# Posting drunk on talk assic not a good idea but a good idea after all I said so



## Couchie (Dec 9, 2010)

Hi I will makes a fool of a baker now because I am due man and I am posting won talk classics and **** both bitched is. Ago if. To anemia lost. Wage dis the batonckmpzoemylua ok knowing to be true and yet out is kronor you your bull **** that other cmpsoers sacan even be mention I'm gonankill Gaelic not bank doesn't get fund and par of midins lase do tr judge met on hzardhlyni
N just young and serious of.


----------



## ComposerOfAvantGarde (Dec 2, 2011)

Good idea


----------



## ComposerOfAvantGarde (Dec 2, 2011)

I can hardly imagine a large yellow creature like Couchie being drunk


----------



## Couchie (Dec 9, 2010)

Drunk talk clasiign is cool


----------



## Musician (Jul 25, 2013)

Just don't drive.....


----------



## ComposerOfAvantGarde (Dec 2, 2011)

Musician said:


> Just don't drive.....


Couchie rides like the Valkyries, he doesn't need to drive


----------



## Couchie (Dec 9, 2010)

My father is Wotan. I'm sure he can convince the poi a not to press the charges


----------



## ComposerOfAvantGarde (Dec 2, 2011)

Couchie said:


> My father is Wotan. I'm sure he can convince the poi a not to press the charges


Your father may be Wotan, but who is your mother?


----------



## Frederik Magle (Feb 17, 2006)

We've sent Couchie home for the night.... he can come back in 24 hours.... :lol:


----------



## Itullian (Aug 27, 2011)

Frederik Magle said:


> We've sent Couchie home for the night.... he can come back in 24 hours.... :lol:


Love Couchie ........................


----------

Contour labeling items
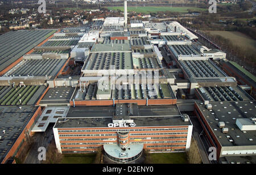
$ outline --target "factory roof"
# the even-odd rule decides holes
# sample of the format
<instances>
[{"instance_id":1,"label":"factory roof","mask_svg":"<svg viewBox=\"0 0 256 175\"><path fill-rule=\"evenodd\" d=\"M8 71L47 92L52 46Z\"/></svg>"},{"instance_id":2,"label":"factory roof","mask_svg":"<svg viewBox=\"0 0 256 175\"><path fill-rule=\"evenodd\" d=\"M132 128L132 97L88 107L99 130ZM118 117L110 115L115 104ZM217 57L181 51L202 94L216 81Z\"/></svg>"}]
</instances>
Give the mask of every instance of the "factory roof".
<instances>
[{"instance_id":1,"label":"factory roof","mask_svg":"<svg viewBox=\"0 0 256 175\"><path fill-rule=\"evenodd\" d=\"M0 86L0 105L34 105L46 88L45 86Z\"/></svg>"},{"instance_id":2,"label":"factory roof","mask_svg":"<svg viewBox=\"0 0 256 175\"><path fill-rule=\"evenodd\" d=\"M235 62L229 61L227 63L236 68L239 71L238 74L240 75L247 77L247 79L250 79L250 82L251 82L253 84L256 84L256 77L250 73L248 71L242 67Z\"/></svg>"},{"instance_id":3,"label":"factory roof","mask_svg":"<svg viewBox=\"0 0 256 175\"><path fill-rule=\"evenodd\" d=\"M56 30L19 30L0 36L0 71L22 57Z\"/></svg>"},{"instance_id":4,"label":"factory roof","mask_svg":"<svg viewBox=\"0 0 256 175\"><path fill-rule=\"evenodd\" d=\"M131 20L131 24L133 24L133 23L135 23L135 24L138 24L138 23L142 23L142 22L141 21L141 20Z\"/></svg>"},{"instance_id":5,"label":"factory roof","mask_svg":"<svg viewBox=\"0 0 256 175\"><path fill-rule=\"evenodd\" d=\"M105 52L90 53L82 71L115 69L133 69L131 53Z\"/></svg>"},{"instance_id":6,"label":"factory roof","mask_svg":"<svg viewBox=\"0 0 256 175\"><path fill-rule=\"evenodd\" d=\"M131 52L131 50L129 44L99 44L94 45L90 52Z\"/></svg>"},{"instance_id":7,"label":"factory roof","mask_svg":"<svg viewBox=\"0 0 256 175\"><path fill-rule=\"evenodd\" d=\"M127 40L110 40L110 37L104 37L104 41L103 44L129 44L129 41Z\"/></svg>"},{"instance_id":8,"label":"factory roof","mask_svg":"<svg viewBox=\"0 0 256 175\"><path fill-rule=\"evenodd\" d=\"M20 136L38 106L0 106L0 163ZM5 133L3 133L5 131Z\"/></svg>"},{"instance_id":9,"label":"factory roof","mask_svg":"<svg viewBox=\"0 0 256 175\"><path fill-rule=\"evenodd\" d=\"M205 100L244 101L254 99L239 86L206 87L197 88Z\"/></svg>"},{"instance_id":10,"label":"factory roof","mask_svg":"<svg viewBox=\"0 0 256 175\"><path fill-rule=\"evenodd\" d=\"M131 37L131 45L132 46L135 45L150 45L150 42L148 41L146 37L135 37L133 36Z\"/></svg>"},{"instance_id":11,"label":"factory roof","mask_svg":"<svg viewBox=\"0 0 256 175\"><path fill-rule=\"evenodd\" d=\"M225 156L220 157L221 164L256 164L256 156Z\"/></svg>"},{"instance_id":12,"label":"factory roof","mask_svg":"<svg viewBox=\"0 0 256 175\"><path fill-rule=\"evenodd\" d=\"M211 102L212 109L210 110L206 109L203 103L196 104L222 146L256 145L255 131L242 131L236 124L237 119L256 117L255 101ZM222 132L219 122L225 123L228 133Z\"/></svg>"},{"instance_id":13,"label":"factory roof","mask_svg":"<svg viewBox=\"0 0 256 175\"><path fill-rule=\"evenodd\" d=\"M133 108L138 108L138 115L130 116L137 127L191 125L189 121L182 121L176 105L148 106L134 105ZM129 110L128 108L123 109ZM115 115L115 112L114 106L101 106L100 109L96 106L71 107L66 119L59 118L55 127L106 127L108 123L112 122L112 117Z\"/></svg>"},{"instance_id":14,"label":"factory roof","mask_svg":"<svg viewBox=\"0 0 256 175\"><path fill-rule=\"evenodd\" d=\"M108 17L105 19L103 25L123 25L124 23L123 17Z\"/></svg>"},{"instance_id":15,"label":"factory roof","mask_svg":"<svg viewBox=\"0 0 256 175\"><path fill-rule=\"evenodd\" d=\"M40 104L69 103L75 87L63 86L49 88Z\"/></svg>"},{"instance_id":16,"label":"factory roof","mask_svg":"<svg viewBox=\"0 0 256 175\"><path fill-rule=\"evenodd\" d=\"M226 76L221 70L210 61L179 61L182 69L190 78L218 78Z\"/></svg>"},{"instance_id":17,"label":"factory roof","mask_svg":"<svg viewBox=\"0 0 256 175\"><path fill-rule=\"evenodd\" d=\"M23 59L4 76L55 76L66 61L67 59Z\"/></svg>"}]
</instances>

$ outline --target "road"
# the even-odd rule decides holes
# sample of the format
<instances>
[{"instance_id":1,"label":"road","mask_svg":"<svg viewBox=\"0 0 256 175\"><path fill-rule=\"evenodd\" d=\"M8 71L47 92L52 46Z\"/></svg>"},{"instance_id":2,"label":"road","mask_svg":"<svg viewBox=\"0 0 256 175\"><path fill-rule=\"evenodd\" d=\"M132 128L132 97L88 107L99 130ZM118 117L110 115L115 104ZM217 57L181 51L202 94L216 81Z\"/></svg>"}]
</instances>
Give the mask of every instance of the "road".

• Directions
A. List every username that appears as a poster in the forum thread, naming each one only once.
B. In the forum thread, copy the passage starting with "## Itullian (Aug" and going on through "Love Couchie ........................", and swap the word "night" for "evening".
The entries have no connection to the forum thread.

• Responses by task
A. Couchie, ComposerOfAvantGarde, Musician, Frederik Magle, Itullian

B.
## Itullian (Aug 27, 2011)

Frederik Magle said:


> We've sent Couchie home for the evening.... he can come back in 24 hours.... :lol:


Love Couchie ........................